* QUOTED TEXT *
ACC games have Roy Williams remembering Muggsy Bogues and Spud Webb

Virginia and ESPN’s College GameDay crew are at Duke’s Cameron Indoor Stadium Saturday for an ACC first-place showdown. The unbeaten Cavaliers (16-0) are 4-0 in conference play and the Blue Devils 14-2 and 3-1.

But what about the other 3-1 teams in range of a first-place tie if Duke wins?

After all, there are four of them, led by original Tobacco Road OG North Carolina. Other Saturday games feature the Tar Heels (13-4, 3-1) at Miami (9-7, 1-3), Virginia Tech (14-2, 3-1) hosting Wake Forest (8-8, 1-3), Louisville (13-4, 3-1) is at Georgia Tech (10-7, 2-2) and Syracuse (12-5, 3-1) has a home game against Pitt (12-5, 2-2).

It’s way too early to pare down the ACC to a two-horse race, especially with North Carolina capable of blending its experience and youth into a potent combination.

Old-time ACC fans complain about the footprint expanded beyond the original Tobacco Road schools, but the conference race isn’t over until North Carolina and Duke meet twice on the most heavily trod Tobacco Road turf in the last month in the ESPN-orchestrated schedule.

North Carolina has eight conference games before the first of the two ACC tests with Duke, starting Saturday with Miami led by point guard Chris Lykes. He’s enjoying a breakout sophomore season despite his lack of size as a 5-foot-7, 157-pounder.

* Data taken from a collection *
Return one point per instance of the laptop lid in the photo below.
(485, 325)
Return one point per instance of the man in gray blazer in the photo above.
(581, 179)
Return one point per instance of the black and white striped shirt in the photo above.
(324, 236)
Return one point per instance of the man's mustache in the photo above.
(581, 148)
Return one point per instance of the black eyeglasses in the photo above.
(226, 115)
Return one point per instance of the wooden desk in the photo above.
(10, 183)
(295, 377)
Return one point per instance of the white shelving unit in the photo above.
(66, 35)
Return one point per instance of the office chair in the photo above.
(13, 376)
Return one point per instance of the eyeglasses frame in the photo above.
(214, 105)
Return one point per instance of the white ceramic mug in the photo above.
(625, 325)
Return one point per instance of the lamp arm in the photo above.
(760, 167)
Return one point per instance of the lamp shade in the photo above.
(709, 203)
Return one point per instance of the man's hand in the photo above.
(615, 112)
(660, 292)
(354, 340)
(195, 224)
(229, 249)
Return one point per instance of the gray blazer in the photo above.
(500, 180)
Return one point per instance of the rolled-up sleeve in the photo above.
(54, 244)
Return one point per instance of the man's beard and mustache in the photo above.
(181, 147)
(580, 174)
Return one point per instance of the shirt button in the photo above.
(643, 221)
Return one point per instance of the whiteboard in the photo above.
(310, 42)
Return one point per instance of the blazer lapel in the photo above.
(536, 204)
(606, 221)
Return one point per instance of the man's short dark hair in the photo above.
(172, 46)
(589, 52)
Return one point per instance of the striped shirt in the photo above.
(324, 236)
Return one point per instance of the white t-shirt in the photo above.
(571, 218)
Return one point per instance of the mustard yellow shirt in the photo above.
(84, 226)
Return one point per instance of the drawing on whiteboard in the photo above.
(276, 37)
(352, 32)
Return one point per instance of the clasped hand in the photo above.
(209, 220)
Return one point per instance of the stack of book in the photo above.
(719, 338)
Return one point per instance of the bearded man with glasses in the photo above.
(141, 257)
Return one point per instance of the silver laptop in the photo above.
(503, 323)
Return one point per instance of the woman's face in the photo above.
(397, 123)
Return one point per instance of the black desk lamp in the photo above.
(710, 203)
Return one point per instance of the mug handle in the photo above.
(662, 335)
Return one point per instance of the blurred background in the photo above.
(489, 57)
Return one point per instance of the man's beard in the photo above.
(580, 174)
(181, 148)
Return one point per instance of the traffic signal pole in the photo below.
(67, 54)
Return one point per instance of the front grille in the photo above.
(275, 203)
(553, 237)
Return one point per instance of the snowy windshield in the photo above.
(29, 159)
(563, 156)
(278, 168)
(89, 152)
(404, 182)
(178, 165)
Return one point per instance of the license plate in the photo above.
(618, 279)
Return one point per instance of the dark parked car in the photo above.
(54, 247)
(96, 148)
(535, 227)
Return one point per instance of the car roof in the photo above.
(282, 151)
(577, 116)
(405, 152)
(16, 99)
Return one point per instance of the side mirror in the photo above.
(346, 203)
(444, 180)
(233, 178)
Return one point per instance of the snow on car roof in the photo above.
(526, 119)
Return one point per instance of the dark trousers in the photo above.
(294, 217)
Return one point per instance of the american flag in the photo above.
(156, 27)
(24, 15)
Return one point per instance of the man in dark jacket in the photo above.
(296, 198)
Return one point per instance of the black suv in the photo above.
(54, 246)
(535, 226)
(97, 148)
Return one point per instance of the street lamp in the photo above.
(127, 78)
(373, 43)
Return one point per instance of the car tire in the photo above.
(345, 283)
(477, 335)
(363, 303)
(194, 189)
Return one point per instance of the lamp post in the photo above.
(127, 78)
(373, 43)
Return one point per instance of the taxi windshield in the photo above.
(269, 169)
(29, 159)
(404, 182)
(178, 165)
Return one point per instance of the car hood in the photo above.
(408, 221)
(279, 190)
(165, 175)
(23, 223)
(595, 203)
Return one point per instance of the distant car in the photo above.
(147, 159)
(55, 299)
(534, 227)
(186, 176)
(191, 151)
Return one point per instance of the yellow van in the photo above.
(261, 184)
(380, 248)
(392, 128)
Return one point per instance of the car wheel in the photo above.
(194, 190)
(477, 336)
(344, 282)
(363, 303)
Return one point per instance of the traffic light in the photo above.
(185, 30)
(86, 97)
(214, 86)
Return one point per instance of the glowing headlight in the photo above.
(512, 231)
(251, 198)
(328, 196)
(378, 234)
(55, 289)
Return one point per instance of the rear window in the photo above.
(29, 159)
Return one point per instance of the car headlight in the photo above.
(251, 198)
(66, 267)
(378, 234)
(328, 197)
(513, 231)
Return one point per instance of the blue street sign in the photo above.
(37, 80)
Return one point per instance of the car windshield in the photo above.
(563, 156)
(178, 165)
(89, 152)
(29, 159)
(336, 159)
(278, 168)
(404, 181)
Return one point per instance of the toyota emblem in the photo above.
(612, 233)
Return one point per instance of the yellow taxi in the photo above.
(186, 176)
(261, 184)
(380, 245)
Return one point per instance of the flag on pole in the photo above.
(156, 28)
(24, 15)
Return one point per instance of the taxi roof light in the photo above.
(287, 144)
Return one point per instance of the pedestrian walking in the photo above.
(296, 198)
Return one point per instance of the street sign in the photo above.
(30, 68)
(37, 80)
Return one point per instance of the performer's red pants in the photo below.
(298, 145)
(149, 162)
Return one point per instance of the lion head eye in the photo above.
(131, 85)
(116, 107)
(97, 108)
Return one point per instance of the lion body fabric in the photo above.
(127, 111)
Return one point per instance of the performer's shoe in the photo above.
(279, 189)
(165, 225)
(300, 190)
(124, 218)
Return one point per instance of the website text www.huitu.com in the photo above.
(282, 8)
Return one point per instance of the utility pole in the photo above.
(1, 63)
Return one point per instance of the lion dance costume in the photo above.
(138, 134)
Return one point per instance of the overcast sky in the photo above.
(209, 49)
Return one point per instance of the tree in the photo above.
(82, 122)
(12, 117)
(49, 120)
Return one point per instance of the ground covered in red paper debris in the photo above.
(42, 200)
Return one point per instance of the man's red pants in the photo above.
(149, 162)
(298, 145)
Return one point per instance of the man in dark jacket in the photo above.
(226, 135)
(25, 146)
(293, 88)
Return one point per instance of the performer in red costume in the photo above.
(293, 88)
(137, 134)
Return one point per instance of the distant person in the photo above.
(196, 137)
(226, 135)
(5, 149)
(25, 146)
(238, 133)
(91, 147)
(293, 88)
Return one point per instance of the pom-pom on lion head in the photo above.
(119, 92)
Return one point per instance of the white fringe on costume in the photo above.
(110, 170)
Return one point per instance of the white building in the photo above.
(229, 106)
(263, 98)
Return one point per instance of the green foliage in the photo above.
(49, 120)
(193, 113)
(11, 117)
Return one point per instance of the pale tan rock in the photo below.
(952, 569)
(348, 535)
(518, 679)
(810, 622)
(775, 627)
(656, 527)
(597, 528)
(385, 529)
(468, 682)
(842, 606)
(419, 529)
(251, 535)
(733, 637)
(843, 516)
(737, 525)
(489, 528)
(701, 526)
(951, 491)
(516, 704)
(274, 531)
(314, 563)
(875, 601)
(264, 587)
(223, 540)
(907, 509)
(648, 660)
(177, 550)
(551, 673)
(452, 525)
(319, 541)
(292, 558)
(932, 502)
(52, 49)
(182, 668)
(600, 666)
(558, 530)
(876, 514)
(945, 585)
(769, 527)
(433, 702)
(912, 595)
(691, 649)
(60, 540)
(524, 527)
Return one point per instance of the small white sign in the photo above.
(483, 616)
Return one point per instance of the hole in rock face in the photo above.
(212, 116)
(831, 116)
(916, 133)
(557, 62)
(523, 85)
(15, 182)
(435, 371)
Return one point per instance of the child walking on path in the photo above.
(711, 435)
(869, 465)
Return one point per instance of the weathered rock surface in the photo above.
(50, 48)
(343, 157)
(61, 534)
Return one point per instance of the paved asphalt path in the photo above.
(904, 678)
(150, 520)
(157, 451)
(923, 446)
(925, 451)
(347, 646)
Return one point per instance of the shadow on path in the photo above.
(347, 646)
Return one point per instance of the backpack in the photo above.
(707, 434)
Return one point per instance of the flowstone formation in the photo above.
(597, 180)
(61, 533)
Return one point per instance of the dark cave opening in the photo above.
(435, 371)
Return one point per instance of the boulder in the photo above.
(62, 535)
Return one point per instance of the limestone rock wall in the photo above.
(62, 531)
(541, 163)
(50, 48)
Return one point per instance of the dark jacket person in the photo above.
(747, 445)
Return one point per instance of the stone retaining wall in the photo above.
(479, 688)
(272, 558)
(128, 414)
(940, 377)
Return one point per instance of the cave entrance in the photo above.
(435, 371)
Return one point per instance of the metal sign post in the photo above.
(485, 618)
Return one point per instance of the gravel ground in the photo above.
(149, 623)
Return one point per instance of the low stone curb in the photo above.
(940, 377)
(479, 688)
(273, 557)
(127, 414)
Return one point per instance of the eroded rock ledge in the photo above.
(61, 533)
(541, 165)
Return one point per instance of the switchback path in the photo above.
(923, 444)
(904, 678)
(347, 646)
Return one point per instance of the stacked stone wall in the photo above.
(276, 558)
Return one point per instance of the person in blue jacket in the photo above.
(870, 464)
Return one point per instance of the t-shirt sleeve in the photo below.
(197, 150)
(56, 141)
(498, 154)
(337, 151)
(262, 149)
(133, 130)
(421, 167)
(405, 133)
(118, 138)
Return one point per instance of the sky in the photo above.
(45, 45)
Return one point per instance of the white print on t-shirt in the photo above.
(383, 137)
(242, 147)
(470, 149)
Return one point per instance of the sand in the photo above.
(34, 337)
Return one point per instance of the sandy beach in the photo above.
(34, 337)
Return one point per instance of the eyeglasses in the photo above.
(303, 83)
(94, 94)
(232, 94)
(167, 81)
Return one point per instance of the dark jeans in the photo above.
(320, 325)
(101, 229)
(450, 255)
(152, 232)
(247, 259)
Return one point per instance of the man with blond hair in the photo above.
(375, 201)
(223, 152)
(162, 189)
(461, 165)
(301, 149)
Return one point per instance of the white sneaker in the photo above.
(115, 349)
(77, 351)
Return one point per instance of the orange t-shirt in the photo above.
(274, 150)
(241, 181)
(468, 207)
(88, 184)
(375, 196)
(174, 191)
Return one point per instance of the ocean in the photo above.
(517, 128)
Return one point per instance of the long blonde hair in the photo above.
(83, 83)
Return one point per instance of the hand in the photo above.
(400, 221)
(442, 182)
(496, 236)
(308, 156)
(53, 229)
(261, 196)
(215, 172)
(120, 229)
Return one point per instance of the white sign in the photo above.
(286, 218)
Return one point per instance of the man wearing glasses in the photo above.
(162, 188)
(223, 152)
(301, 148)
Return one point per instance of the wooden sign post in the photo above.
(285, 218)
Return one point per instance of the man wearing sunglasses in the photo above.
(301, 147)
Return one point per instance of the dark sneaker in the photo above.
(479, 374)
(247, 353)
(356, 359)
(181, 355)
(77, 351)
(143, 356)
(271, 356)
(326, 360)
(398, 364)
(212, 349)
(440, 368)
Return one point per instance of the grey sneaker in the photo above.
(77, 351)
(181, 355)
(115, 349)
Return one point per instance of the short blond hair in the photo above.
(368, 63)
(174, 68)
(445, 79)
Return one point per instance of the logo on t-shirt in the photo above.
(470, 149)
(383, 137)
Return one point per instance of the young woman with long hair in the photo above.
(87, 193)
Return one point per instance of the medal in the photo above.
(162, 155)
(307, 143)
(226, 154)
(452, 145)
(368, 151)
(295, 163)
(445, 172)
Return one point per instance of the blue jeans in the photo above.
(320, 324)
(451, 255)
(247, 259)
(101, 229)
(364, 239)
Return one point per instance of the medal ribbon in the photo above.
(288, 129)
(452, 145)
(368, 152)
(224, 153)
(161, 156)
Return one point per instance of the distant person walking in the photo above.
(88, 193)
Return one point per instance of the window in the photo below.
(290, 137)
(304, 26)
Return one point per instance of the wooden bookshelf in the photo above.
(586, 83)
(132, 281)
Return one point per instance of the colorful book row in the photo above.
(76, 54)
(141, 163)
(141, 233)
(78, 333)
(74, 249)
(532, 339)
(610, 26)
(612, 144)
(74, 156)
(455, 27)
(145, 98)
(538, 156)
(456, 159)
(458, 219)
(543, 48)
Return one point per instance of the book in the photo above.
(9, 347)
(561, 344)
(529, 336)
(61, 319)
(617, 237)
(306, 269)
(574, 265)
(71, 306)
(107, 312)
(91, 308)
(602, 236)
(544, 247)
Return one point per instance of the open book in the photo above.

* STATED PROBLEM A *
Copy the ACC basketball article from "But what about" up to and including "the ESPN-orchestrated schedule.", changing "two-horse race" to "two-team race".
* STATED PROBLEM B *
According to the ACC basketball article, how tall and how heavy is Miami point guard Chris Lykes?
This data has no connection to the ACC basketball article.

* OUTPUT A *
But what about the other 3-1 teams in range of a first-place tie if Duke wins?

After all, there are four of them, led by original Tobacco Road OG North Carolina. Other Saturday games feature the Tar Heels (13-4, 3-1) at Miami (9-7, 1-3), Virginia Tech (14-2, 3-1) hosting Wake Forest (8-8, 1-3), Louisville (13-4, 3-1) is at Georgia Tech (10-7, 2-2) and Syracuse (12-5, 3-1) has a home game against Pitt (12-5, 2-2).

It’s way too early to pare down the ACC to a two-team race, especially with North Carolina capable of blending its experience and youth into a potent combination.

Old-time ACC fans complain about the footprint expanded beyond the original Tobacco Road schools, but the conference race isn’t over until North Carolina and Duke meet twice on the most heavily trod Tobacco Road turf in the last month in the ESPN-orchestrated schedule.

* OUTPUT B *
He is 5-foot-7 and 157 pounds.